EXERCISE INPUTS START

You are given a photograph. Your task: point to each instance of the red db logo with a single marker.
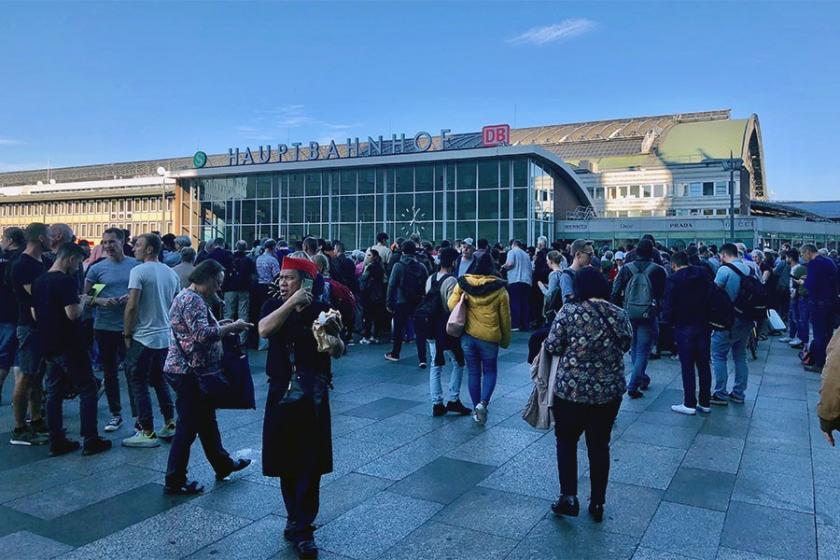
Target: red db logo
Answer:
(495, 135)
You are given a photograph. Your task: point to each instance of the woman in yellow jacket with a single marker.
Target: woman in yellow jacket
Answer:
(487, 328)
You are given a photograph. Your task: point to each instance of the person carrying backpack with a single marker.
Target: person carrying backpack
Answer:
(744, 288)
(640, 287)
(406, 287)
(432, 315)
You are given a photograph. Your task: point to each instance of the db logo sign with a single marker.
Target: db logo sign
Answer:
(495, 135)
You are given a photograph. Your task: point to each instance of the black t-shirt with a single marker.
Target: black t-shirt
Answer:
(8, 301)
(51, 292)
(25, 269)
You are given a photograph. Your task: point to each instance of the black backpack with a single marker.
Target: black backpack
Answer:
(751, 301)
(413, 282)
(721, 311)
(431, 310)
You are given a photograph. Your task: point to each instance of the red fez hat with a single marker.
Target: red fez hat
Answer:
(303, 265)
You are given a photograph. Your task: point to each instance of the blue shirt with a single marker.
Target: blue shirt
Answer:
(729, 280)
(115, 277)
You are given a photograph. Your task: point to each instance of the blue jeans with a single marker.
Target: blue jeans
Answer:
(519, 293)
(821, 316)
(693, 347)
(145, 366)
(436, 372)
(64, 372)
(803, 324)
(644, 331)
(736, 341)
(481, 357)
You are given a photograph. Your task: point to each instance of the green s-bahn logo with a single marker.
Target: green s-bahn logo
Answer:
(199, 160)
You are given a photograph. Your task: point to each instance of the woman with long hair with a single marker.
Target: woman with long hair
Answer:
(297, 437)
(590, 335)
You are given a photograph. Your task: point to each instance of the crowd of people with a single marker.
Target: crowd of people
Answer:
(159, 310)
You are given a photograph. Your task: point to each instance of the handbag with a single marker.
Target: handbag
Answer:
(458, 318)
(232, 387)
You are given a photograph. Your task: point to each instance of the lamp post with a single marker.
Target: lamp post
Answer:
(162, 172)
(732, 166)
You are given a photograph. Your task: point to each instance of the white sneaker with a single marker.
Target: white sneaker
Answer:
(142, 439)
(481, 414)
(682, 409)
(113, 424)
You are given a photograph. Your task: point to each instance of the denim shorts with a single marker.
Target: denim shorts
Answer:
(8, 345)
(29, 349)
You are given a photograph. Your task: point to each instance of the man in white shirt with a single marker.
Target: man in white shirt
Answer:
(151, 288)
(520, 273)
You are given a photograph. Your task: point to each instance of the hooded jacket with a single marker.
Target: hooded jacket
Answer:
(828, 408)
(488, 307)
(684, 303)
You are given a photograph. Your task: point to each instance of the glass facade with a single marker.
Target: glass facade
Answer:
(494, 198)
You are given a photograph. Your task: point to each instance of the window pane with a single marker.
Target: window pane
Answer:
(404, 179)
(466, 206)
(488, 174)
(366, 207)
(488, 205)
(348, 183)
(423, 177)
(489, 230)
(466, 176)
(366, 178)
(439, 177)
(313, 184)
(296, 184)
(520, 173)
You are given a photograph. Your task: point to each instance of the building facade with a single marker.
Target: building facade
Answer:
(679, 176)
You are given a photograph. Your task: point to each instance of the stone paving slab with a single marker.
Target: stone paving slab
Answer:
(747, 482)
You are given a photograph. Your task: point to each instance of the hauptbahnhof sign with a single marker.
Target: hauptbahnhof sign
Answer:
(493, 135)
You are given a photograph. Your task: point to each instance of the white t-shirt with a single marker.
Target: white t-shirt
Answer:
(158, 285)
(522, 270)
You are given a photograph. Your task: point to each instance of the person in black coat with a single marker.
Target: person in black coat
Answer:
(297, 436)
(684, 306)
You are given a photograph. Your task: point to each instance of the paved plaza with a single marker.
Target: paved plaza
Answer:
(752, 481)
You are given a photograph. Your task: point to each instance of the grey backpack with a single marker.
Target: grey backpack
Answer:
(638, 294)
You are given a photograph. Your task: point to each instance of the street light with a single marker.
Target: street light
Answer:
(162, 172)
(732, 165)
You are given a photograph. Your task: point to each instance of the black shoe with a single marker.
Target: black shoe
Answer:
(597, 512)
(96, 445)
(566, 505)
(185, 489)
(306, 549)
(719, 400)
(237, 466)
(458, 408)
(63, 447)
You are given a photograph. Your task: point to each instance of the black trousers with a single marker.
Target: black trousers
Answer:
(572, 419)
(195, 418)
(301, 494)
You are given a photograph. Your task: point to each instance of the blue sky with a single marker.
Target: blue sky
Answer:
(84, 83)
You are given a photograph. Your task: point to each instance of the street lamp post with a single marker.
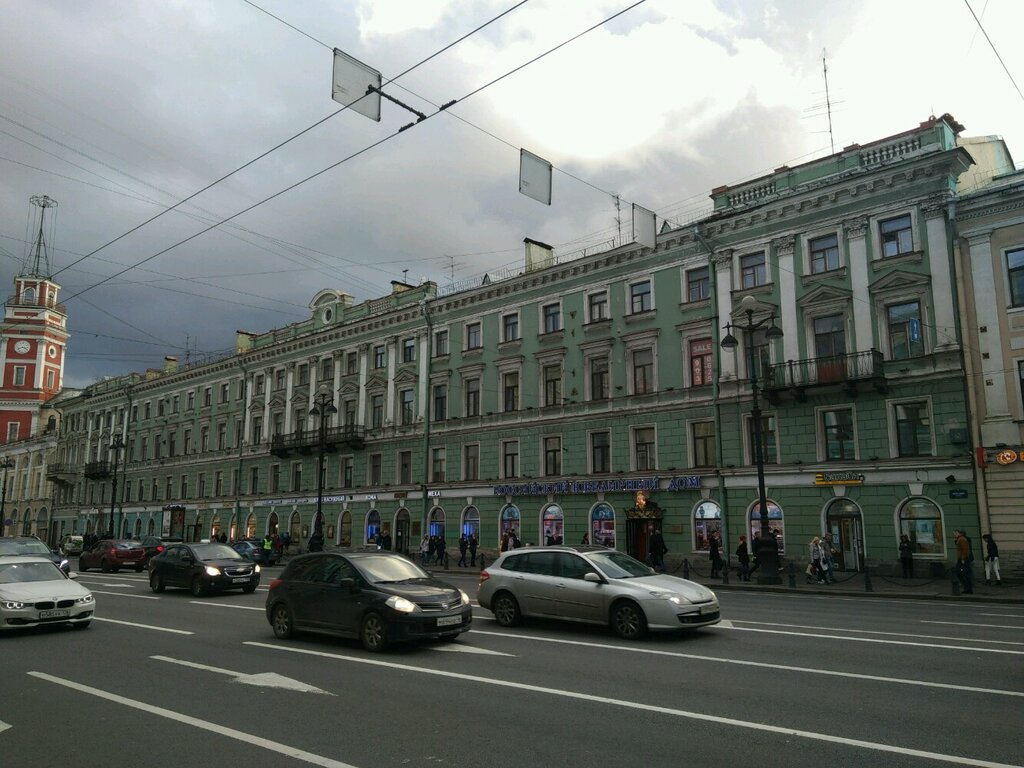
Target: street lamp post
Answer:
(116, 444)
(5, 464)
(323, 408)
(766, 548)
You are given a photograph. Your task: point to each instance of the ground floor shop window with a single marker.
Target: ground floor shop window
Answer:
(921, 519)
(774, 523)
(707, 520)
(602, 525)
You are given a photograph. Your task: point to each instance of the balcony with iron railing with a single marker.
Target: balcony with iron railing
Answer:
(844, 371)
(306, 442)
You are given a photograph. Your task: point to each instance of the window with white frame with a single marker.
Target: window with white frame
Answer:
(641, 297)
(753, 269)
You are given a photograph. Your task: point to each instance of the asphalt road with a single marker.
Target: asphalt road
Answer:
(170, 680)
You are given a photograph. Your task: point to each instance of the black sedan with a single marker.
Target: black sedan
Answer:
(203, 568)
(378, 597)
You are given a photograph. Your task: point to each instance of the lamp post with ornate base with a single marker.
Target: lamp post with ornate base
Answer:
(765, 546)
(323, 409)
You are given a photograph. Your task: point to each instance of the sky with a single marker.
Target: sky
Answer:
(120, 110)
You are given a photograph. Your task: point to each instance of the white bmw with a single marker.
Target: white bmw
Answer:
(35, 592)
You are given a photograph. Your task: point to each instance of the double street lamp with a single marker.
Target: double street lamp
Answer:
(323, 409)
(5, 464)
(765, 547)
(116, 444)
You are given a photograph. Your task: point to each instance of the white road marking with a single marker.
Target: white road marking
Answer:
(143, 626)
(877, 632)
(226, 605)
(759, 665)
(699, 716)
(975, 624)
(249, 738)
(265, 679)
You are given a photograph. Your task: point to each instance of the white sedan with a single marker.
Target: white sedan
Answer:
(35, 592)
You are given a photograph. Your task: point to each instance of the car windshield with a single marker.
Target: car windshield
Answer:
(381, 568)
(23, 547)
(30, 571)
(619, 565)
(215, 552)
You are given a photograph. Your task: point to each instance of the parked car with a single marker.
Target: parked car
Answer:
(252, 549)
(30, 546)
(110, 555)
(35, 592)
(154, 545)
(378, 597)
(203, 568)
(593, 585)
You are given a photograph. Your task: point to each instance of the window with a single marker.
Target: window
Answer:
(643, 371)
(1015, 276)
(599, 384)
(510, 391)
(700, 363)
(437, 472)
(471, 462)
(921, 519)
(510, 327)
(752, 269)
(440, 343)
(510, 459)
(905, 339)
(641, 297)
(769, 448)
(824, 254)
(472, 396)
(552, 317)
(600, 452)
(697, 284)
(913, 430)
(837, 427)
(552, 456)
(440, 401)
(704, 444)
(597, 306)
(644, 452)
(553, 384)
(897, 236)
(474, 336)
(406, 398)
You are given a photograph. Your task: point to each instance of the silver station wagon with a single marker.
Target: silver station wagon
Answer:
(593, 585)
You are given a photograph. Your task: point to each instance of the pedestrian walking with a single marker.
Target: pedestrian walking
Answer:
(991, 560)
(906, 556)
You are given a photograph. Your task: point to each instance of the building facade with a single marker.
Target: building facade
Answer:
(593, 397)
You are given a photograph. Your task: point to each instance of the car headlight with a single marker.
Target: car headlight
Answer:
(401, 604)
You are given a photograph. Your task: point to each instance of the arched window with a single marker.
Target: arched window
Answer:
(774, 523)
(435, 523)
(922, 520)
(373, 525)
(602, 525)
(552, 523)
(471, 522)
(707, 520)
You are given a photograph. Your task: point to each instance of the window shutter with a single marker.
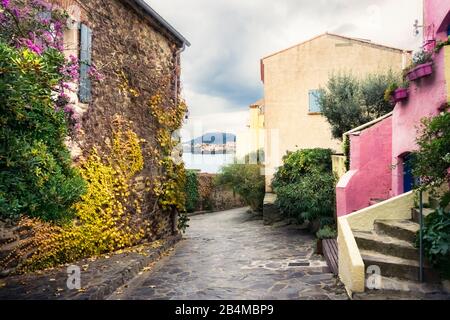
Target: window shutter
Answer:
(314, 106)
(84, 93)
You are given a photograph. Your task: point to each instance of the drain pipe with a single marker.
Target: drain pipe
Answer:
(421, 235)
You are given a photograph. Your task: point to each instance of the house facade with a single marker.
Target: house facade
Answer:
(383, 235)
(138, 54)
(382, 172)
(291, 80)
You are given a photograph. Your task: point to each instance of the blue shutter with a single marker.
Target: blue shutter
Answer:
(84, 92)
(314, 106)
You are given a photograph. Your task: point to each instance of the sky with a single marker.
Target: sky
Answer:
(221, 69)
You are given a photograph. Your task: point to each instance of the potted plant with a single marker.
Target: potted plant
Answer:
(396, 93)
(326, 232)
(422, 66)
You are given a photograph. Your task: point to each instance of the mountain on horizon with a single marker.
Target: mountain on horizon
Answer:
(213, 138)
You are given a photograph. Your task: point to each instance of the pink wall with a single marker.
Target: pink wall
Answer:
(378, 148)
(437, 14)
(370, 169)
(426, 96)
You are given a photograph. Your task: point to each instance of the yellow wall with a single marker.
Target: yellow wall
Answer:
(256, 127)
(252, 139)
(291, 74)
(339, 167)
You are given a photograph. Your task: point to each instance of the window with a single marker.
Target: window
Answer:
(314, 96)
(84, 92)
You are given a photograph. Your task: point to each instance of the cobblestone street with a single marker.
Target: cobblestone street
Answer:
(230, 255)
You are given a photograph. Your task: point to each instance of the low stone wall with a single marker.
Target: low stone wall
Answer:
(216, 198)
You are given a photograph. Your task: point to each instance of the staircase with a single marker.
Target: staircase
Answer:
(391, 247)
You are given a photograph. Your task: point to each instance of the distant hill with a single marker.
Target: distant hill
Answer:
(213, 138)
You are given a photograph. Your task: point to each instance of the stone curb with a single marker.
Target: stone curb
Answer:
(103, 276)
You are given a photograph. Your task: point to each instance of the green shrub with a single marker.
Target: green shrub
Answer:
(297, 164)
(311, 198)
(247, 181)
(431, 163)
(191, 189)
(305, 186)
(348, 102)
(36, 175)
(433, 158)
(327, 232)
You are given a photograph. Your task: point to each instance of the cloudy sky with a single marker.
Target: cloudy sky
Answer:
(229, 37)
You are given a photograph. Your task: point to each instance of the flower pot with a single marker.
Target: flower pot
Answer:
(400, 94)
(420, 71)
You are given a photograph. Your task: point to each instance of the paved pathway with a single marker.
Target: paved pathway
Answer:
(229, 255)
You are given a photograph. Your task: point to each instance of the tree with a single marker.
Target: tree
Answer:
(348, 102)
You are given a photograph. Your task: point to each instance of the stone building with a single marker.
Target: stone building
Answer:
(138, 54)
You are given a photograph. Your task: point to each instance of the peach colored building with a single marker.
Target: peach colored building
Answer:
(291, 79)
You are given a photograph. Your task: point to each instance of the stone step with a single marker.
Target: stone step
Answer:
(396, 267)
(416, 214)
(408, 286)
(405, 230)
(404, 289)
(386, 245)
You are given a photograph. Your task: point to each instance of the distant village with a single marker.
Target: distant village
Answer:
(210, 148)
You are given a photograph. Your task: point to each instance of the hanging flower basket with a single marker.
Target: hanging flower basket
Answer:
(400, 94)
(422, 70)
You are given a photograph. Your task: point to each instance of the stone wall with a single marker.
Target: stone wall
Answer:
(216, 198)
(138, 61)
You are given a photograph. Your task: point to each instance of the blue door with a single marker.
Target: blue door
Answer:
(408, 177)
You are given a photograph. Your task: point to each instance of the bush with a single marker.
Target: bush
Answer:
(348, 102)
(247, 181)
(36, 175)
(305, 186)
(191, 189)
(311, 198)
(431, 163)
(432, 160)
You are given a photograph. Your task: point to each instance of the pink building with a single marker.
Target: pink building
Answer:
(380, 151)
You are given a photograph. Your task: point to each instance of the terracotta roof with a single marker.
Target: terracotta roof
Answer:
(363, 41)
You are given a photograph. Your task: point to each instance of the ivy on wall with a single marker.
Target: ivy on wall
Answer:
(105, 221)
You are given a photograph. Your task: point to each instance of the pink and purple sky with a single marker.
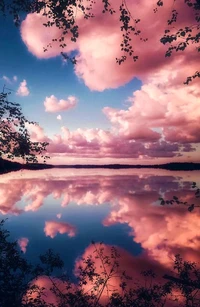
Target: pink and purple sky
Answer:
(97, 111)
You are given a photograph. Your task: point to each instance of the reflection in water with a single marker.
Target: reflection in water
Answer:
(131, 199)
(23, 242)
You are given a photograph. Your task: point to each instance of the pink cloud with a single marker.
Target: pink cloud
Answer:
(59, 117)
(23, 89)
(52, 104)
(52, 228)
(99, 44)
(23, 242)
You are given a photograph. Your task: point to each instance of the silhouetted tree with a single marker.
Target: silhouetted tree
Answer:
(19, 286)
(14, 137)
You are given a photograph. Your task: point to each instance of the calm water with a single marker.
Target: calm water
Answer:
(66, 209)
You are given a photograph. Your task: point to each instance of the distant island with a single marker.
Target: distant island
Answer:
(9, 166)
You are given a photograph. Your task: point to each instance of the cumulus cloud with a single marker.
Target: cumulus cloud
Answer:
(159, 123)
(23, 89)
(8, 80)
(52, 228)
(53, 104)
(99, 42)
(5, 78)
(23, 242)
(59, 117)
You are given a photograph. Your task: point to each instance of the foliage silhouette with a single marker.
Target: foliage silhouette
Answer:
(176, 200)
(20, 287)
(14, 137)
(63, 14)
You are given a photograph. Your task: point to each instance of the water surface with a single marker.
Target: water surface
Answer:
(65, 209)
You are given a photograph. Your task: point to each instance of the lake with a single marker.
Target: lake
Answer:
(65, 209)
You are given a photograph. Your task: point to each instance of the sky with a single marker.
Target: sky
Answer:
(98, 112)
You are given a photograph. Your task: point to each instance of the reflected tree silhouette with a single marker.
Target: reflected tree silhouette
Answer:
(23, 284)
(176, 200)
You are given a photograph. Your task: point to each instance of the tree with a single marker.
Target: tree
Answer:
(14, 137)
(20, 286)
(62, 14)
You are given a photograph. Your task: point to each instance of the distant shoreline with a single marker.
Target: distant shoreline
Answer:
(9, 166)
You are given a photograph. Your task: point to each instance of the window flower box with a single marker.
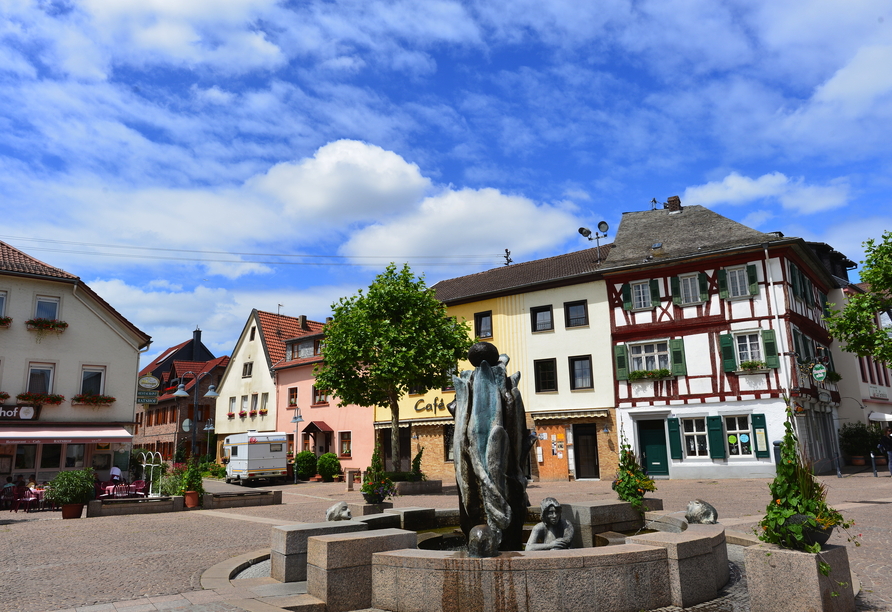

EXERCISE INPUTS END

HOW TO COMPLETE THIS TASK → Could you set down, word for word, only the lines above from the line with "house facade with a single marker." to the line with "Target: low stone wall", including both?

EXERCISE RESULT →
You are given a photograph. Your task: point to each instance of the house facade with a single marker.
Target: house facade
Answer:
(383, 235)
(138, 54)
(382, 172)
(291, 80)
You are given a photograph. Your task: point to each instance of the blue shutter with a single marker.
Target: blue shutter
Answer:
(84, 92)
(314, 106)
You are given a photograph. Your task: point to each instance of the sky with a single marker.
Target: sky
Answer:
(221, 69)
You are given a photograph. Your task: point to each instance of the potted plant with a single marker.
Target: potted plant
Answer:
(396, 93)
(326, 232)
(422, 66)
You are given a photograph. Your task: point to each instance of the mountain on horizon with a single marker.
Target: mountain on horizon
Answer:
(213, 138)
You are given a photograph. Your task: point to each instance of the pink wall with a single marker.
Target: pink wall
Answer:
(378, 148)
(437, 14)
(370, 169)
(426, 96)
You are given a photograph. Your task: point to each instance of the yellow wall with a single marker.
Target: yellow wall
Answer:
(256, 127)
(252, 139)
(291, 74)
(339, 167)
You are given a photograph. Your task: point to each instance of the window with a single marker.
Target: window
Answer:
(314, 96)
(84, 92)
You are given a photograph. Your task: point to each instance of the cobblestone street with a single marker.
Target: cobblestone street
Answer:
(230, 255)
You are given a photograph. Your task: point to each instance of the low stone wall with a single marker.
Target: low stone wall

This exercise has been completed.